§ **What you are asked to do**
Reproduce word for word the lines of the material from the line with "rocky mountain slope -> masks, each instance" through the final line, including both.

-- start of Extracted data --

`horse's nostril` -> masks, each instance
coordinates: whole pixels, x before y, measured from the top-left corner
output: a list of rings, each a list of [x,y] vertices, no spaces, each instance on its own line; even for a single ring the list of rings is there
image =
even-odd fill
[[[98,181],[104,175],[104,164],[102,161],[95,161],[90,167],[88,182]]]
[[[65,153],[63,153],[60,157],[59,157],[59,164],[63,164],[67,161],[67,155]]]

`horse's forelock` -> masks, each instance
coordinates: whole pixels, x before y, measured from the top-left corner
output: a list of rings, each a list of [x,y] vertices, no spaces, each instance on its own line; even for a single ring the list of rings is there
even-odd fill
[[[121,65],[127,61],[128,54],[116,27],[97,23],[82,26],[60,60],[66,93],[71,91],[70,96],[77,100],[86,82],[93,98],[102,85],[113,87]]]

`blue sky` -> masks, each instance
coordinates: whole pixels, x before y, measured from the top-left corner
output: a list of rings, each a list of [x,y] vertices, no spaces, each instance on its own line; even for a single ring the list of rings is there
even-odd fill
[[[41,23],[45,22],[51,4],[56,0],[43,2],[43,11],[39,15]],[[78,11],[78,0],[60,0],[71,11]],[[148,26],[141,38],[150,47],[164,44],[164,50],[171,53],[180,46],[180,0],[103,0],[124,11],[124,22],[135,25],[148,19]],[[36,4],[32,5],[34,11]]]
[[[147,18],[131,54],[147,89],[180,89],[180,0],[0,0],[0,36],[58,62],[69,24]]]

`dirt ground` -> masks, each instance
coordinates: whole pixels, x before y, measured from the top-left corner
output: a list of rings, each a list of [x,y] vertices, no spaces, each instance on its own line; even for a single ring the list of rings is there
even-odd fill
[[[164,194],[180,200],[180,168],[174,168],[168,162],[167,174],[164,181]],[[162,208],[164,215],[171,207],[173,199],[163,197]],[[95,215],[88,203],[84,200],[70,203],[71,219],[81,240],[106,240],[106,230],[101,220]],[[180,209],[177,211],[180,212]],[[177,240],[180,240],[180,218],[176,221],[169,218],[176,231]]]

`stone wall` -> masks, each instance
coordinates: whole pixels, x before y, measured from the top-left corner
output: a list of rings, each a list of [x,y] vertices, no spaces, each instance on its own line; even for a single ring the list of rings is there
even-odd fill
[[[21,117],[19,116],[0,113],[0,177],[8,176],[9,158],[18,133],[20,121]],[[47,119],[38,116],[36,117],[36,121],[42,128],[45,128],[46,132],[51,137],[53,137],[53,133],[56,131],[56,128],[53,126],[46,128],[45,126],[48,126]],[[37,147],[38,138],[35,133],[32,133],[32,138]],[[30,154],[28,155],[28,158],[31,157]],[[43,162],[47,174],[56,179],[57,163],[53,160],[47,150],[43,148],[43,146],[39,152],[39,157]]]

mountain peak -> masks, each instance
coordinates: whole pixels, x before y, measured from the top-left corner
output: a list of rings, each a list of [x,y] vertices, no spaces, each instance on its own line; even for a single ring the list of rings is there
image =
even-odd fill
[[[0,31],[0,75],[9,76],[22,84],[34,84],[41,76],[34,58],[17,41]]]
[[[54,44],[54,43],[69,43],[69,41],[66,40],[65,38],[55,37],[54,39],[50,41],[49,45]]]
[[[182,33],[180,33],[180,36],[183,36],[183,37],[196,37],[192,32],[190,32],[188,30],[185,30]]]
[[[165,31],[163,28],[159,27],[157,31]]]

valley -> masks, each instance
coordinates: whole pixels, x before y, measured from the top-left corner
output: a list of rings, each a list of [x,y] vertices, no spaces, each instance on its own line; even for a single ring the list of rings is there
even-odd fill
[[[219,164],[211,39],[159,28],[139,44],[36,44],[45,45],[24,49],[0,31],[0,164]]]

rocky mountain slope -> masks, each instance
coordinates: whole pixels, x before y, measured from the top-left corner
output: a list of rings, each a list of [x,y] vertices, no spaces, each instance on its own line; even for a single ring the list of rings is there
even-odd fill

-- end of Extracted data --

§ **Answer to this problem**
rocky mountain slope -> masks, each instance
coordinates: whole pixels, x before y, measured from the top-left corner
output: a list of rings, each a list of [x,y] vertices, no spaces, each instance on its own line; even for a single ring the list of rings is there
even-odd fill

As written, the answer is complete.